── DATA SHOWN ──
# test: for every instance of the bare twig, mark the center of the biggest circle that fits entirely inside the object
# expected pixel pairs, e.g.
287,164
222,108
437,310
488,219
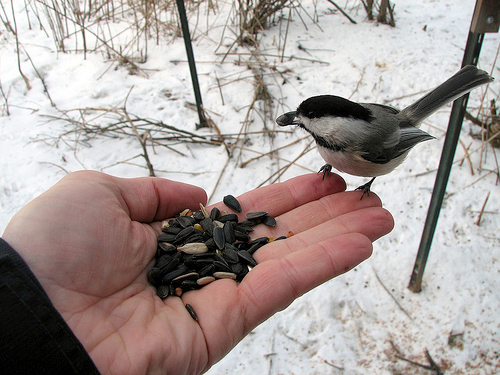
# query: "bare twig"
478,221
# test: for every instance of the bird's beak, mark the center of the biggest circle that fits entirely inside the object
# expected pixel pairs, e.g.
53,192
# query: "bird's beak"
287,119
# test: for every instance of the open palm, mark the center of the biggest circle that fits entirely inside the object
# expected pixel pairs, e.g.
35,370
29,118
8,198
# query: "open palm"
92,238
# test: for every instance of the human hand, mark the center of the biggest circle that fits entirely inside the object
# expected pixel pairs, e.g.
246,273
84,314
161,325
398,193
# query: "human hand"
91,238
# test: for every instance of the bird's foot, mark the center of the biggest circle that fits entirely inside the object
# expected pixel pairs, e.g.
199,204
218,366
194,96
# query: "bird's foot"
327,168
366,188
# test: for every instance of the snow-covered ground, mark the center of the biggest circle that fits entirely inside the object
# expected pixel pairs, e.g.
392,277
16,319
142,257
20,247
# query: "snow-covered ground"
359,323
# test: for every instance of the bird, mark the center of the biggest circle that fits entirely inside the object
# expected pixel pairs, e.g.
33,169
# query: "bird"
369,139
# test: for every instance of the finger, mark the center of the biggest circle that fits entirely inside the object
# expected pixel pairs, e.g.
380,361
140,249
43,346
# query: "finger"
372,222
282,197
149,199
278,282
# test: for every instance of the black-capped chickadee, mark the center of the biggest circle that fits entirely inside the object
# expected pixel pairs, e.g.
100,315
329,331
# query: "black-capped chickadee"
368,139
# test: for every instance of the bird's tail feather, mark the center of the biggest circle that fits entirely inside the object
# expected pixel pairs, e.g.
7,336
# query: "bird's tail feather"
464,81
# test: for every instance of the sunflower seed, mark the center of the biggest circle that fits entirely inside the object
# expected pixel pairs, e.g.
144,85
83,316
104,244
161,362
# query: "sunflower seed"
225,275
193,248
215,213
269,221
205,280
219,238
232,203
246,256
256,215
228,217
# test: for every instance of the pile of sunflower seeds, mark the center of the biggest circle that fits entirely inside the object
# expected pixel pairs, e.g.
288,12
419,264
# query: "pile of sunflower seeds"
197,248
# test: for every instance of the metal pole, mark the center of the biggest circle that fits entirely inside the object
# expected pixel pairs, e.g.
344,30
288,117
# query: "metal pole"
192,65
471,56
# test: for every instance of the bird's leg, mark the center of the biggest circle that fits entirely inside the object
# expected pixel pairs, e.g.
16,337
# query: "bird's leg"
327,168
366,187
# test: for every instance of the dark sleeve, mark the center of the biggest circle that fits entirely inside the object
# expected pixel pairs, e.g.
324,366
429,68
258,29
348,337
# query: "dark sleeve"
34,338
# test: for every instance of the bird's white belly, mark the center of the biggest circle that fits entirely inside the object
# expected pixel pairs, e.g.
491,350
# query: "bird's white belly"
356,165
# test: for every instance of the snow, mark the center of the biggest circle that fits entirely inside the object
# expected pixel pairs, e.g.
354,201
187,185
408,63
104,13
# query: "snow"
357,323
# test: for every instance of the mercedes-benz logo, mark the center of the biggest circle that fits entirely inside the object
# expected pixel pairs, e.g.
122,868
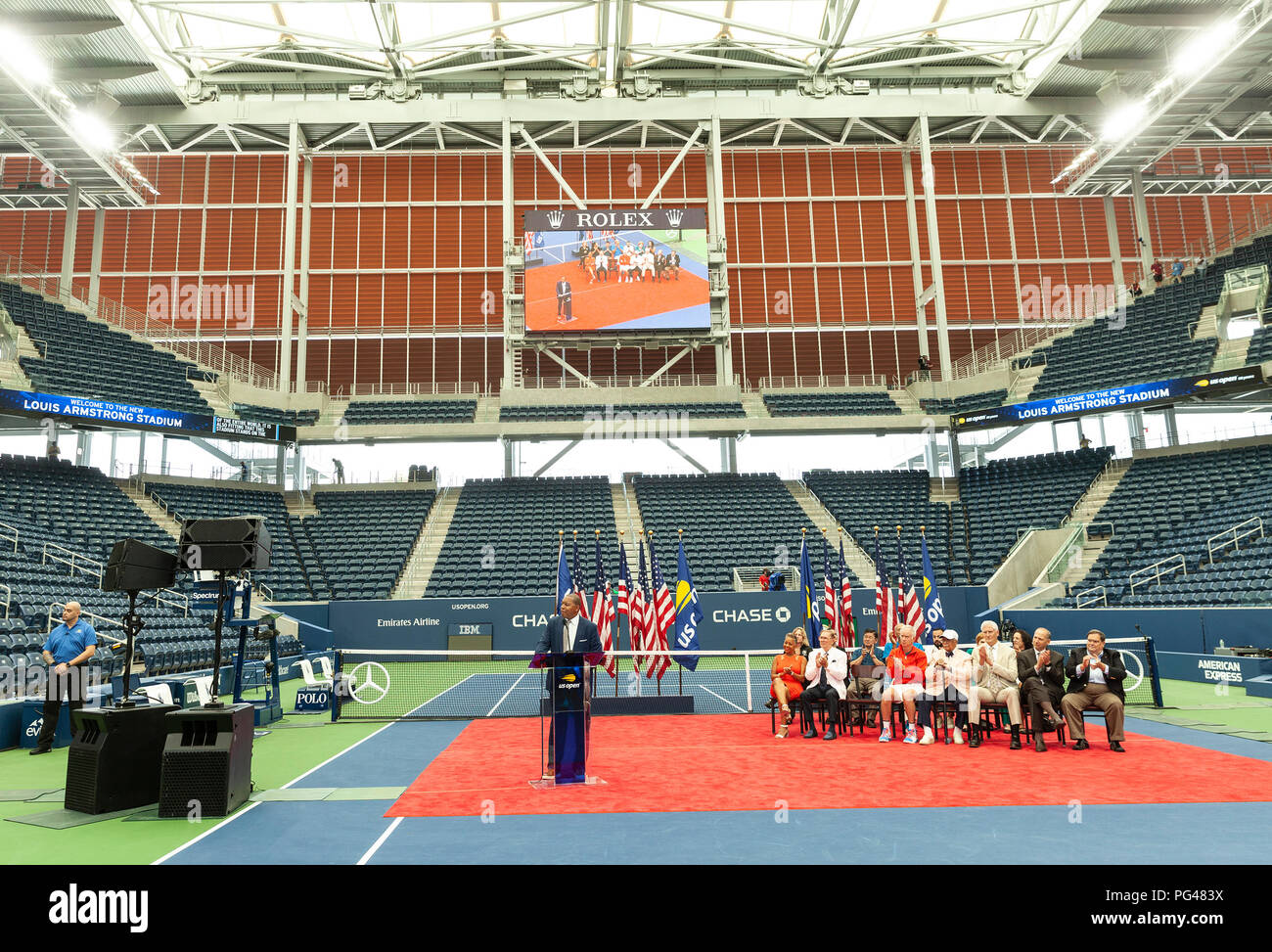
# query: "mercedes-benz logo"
370,685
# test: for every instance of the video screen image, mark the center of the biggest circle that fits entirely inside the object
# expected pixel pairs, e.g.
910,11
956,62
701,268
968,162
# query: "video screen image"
615,270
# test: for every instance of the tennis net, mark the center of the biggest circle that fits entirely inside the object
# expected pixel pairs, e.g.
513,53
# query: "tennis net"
461,685
373,685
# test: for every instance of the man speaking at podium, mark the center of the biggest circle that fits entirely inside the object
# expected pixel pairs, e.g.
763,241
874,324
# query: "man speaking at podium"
568,631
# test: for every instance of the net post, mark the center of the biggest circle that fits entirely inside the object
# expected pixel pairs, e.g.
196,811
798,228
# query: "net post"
335,680
1150,655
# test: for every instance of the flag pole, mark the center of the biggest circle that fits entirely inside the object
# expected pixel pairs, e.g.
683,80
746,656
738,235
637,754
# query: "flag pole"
679,668
653,591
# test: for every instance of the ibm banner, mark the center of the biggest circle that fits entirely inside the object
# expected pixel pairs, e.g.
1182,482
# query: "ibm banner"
1099,401
144,418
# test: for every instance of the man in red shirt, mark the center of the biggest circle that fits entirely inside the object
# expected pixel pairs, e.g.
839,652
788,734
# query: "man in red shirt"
907,671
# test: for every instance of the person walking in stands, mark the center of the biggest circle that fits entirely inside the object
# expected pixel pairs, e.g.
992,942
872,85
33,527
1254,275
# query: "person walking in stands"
67,651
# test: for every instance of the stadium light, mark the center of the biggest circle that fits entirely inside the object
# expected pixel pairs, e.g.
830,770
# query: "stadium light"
1201,51
21,58
92,130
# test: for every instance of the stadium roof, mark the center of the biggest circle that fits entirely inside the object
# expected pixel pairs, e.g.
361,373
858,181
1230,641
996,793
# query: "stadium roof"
177,75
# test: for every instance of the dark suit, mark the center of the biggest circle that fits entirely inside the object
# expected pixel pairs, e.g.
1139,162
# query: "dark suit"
1042,686
564,299
1110,697
586,639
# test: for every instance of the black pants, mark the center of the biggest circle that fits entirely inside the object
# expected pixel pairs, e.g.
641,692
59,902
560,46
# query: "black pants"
924,703
1035,694
70,684
817,693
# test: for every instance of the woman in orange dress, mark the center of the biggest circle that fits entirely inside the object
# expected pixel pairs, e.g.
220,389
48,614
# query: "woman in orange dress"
788,676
───
■ TASK STATEMENT ■
Rewrite every line of the listing above as a JSON list of strings, one string per line, leaving out blank lines and the pictures.

■ FINISHED ANSWER ■
[
  "# test: for every instance of the bare twig, mark the center of the biggest circle that fits entirely inside the object",
  "# expected pixel pairs, e.g.",
  "287,164",
  "222,108",
  "437,310",
  "488,219",
  "# query: \"bare twig\"",
  "478,221",
  "# test: for every instance of the bird's beak, mark the center of the biggest circle that fits entirely inside the object",
  "# expected pixel pairs, e.g.",
  "53,192",
  "# query: \"bird's beak\"",
  "287,119",
  "# test: for every instance of the open palm, mark the center of the biggest circle that fits entirely inside the object",
  "# expected pixel pairs, e.g.",
  "35,370",
  "29,118",
  "8,198",
  "# query: \"open palm\"",
  "92,238",
  "# test: for every instance of the human hand, mark the center of the biggest circle that fits entirely inside the object",
  "# expected pixel pairs, e.g.",
  "246,273",
  "84,314",
  "161,325",
  "398,193",
  "# query: \"human hand\"",
  "91,238",
  "# test: for every instance of the bird's foot, mark the center of the biggest circle that fits entirely inside the object",
  "# expected pixel pairs, e.g.",
  "199,204",
  "218,366",
  "194,96",
  "# query: \"bird's foot\"",
  "327,168",
  "366,188",
  "# test: for every instance of the snow-covered ground, mark the center of the biggest circle that fits entirely inside the object",
  "# expected pixel pairs, e.g.",
  "392,277",
  "16,319",
  "142,257",
  "20,247",
  "# query: \"snow-covered ground\"",
  "359,323",
  "# test: for every instance of the bird, mark the center of the biggest circle that fits entirely inside the object",
  "# expected pixel pairs, e.g.",
  "33,169",
  "# query: \"bird\"",
  "369,139",
  "# test: for every instance of the finger, mark the center of the biggest circle that fits entirely inside the object",
  "# expected pixel pairs, e.g.",
  "380,361",
  "140,249",
  "43,346",
  "# query: \"finger\"",
  "372,222",
  "282,197",
  "149,199",
  "278,282",
  "# test: for every instance of the black-capped chickadee, mark the center of the biggest circle that fits entirely inside the object",
  "# expected pixel pairs, e.g.",
  "100,315",
  "329,331",
  "# query: \"black-capped chickadee\"",
  "368,139",
  "# test: for every instance of the bird's tail feather, mark the center of the biggest circle that fits entirely inside the object",
  "# expected pixel pairs, e.g.",
  "7,336",
  "# query: \"bird's tail feather\"",
  "464,81",
  "# test: for every instance of the sunflower seed, mark the center of the biggest circle that fits entirely inside the object",
  "# expected pixel pairs, e.g.",
  "144,85",
  "83,316",
  "104,244",
  "161,362",
  "# query: \"sunflower seed\"",
  "225,275",
  "193,248",
  "215,213",
  "269,221",
  "205,280",
  "219,238",
  "232,203",
  "246,256",
  "256,215",
  "228,217",
  "# test: for every instance of the pile of sunflower seeds, mark the center of the biggest circle that fits entirely inside the object",
  "# expected pixel pairs, e.g.",
  "288,12",
  "419,264",
  "# query: \"pile of sunflower seeds\"",
  "197,248",
  "# test: for every instance of the metal pole, mark the center of the biggest circle that fits entirely inside the object",
  "# expected pixel pairs, e.g.",
  "344,30",
  "288,117",
  "# query: \"metal pole\"",
  "192,65",
  "471,56",
  "# test: for every instance of the bird's leg, mark the center of the biggest circle that fits entirely inside the object",
  "# expected pixel pairs, e.g.",
  "16,337",
  "# query: \"bird's leg\"",
  "327,168",
  "366,187",
  "# test: for every instance of the dark sleeve, mark the center of the biggest circle that fits entirely inside the object",
  "# expected pixel pairs, e.g.",
  "324,366",
  "429,68",
  "258,29",
  "348,337",
  "# query: \"dark sleeve\"",
  "34,338",
  "# test: for every instance of the bird's white belly, mark the center of the biggest circle that fits entirely inside the object",
  "# expected pixel pairs, e.g.",
  "491,350",
  "# query: \"bird's white belly\"",
  "356,165",
  "# test: for every instance of the snow, mark the center of the biggest circle that fits entirely inside the object",
  "# expected pixel pairs, e.g.",
  "354,201",
  "187,185",
  "408,63",
  "104,13",
  "# query: \"snow\"",
  "357,323",
  "# test: for every instance of the mercedes-benz logo, mark the center of the biggest circle that fits entirely inside the object",
  "# expected pixel pairs, e.g.",
  "122,868",
  "# query: \"mercedes-benz logo\"",
  "370,685",
  "# test: for every instance of the video screen image, mark the center of the biggest circle that fits entirely inside the object",
  "# expected pixel pairs, e.g.",
  "910,11",
  "956,62",
  "701,268",
  "968,162",
  "# query: \"video screen image\"",
  "615,270",
  "# test: for every instance of the tennis net, mark the center of the biggest circle that fits entirely inside the object",
  "# expected pixel pairs, e.g.",
  "513,53",
  "# query: \"tennis net\"",
  "461,685",
  "373,685",
  "# test: for every instance of the man speaking at podium, mark the center of the biggest circle that fits entirely inside the object",
  "# expected pixel pairs, e.g.",
  "763,241",
  "874,324",
  "# query: \"man speaking at podium\"",
  "568,631",
  "# test: for every instance of the net post, mark the center of the biggest circle that fits entirely inside the object",
  "# expected pixel pairs, e.g.",
  "196,811",
  "798,228",
  "# query: \"net post\"",
  "335,680",
  "1150,655",
  "# test: for every instance of the flag pole, mark the center of the biggest circle that fits entirely inside the object",
  "# expected pixel pairs, e.g.",
  "683,80",
  "746,656",
  "738,235",
  "637,754",
  "# query: \"flag pole\"",
  "679,668",
  "653,591",
  "# test: for every instance of the ibm banner, mark the center of the biggest circle that fits entirely inside the object",
  "# expected pixel pairs, e.g.",
  "1182,482",
  "# query: \"ibm banner\"",
  "1099,401",
  "144,418",
  "# test: for every instance of the man in red shirt, mark the center of the biggest circle that fits entirely inside the object",
  "# expected pixel pairs, e.g.",
  "839,652",
  "788,734",
  "# query: \"man in red shirt\"",
  "907,671",
  "# test: for every instance of the person walking in stands, mark the center of the biggest circle that fits entirely inside the object",
  "# expected pixel pairs, e.g.",
  "992,942",
  "872,85",
  "33,527",
  "1254,275",
  "# query: \"person walking in stands\"",
  "67,651",
  "# test: for every instance of the stadium light, mark the center of the biggest circle that fits entirely inside the object",
  "# expected pixel pairs, e.g.",
  "830,770",
  "# query: \"stadium light\"",
  "1201,51",
  "21,58",
  "92,130",
  "# test: for every instance of the stadium roof, mark the center of the biggest circle that fits entirely inside the object",
  "# expected pixel pairs, e.g.",
  "361,373",
  "858,181",
  "1230,641",
  "996,793",
  "# query: \"stadium roof\"",
  "177,75",
  "# test: for every instance of the dark suit, mark the center of the biggest circle that fits entirely inside the object",
  "# expected pixel pairs, e.g.",
  "1139,162",
  "# query: \"dark suit\"",
  "1042,686",
  "564,299",
  "1110,697",
  "586,639",
  "# test: for every instance of the black pants, mark the center of the biggest circle that fits entirely inside the object",
  "# expected pixel pairs, e.g.",
  "641,692",
  "59,902",
  "560,46",
  "# query: \"black pants\"",
  "924,703",
  "1035,694",
  "70,684",
  "817,693",
  "# test: for every instance of the woman in orange dress, mark the center of the biggest circle that fits entirely inside the object",
  "# expected pixel pairs, e.g.",
  "220,389",
  "48,614",
  "# query: \"woman in orange dress\"",
  "788,676"
]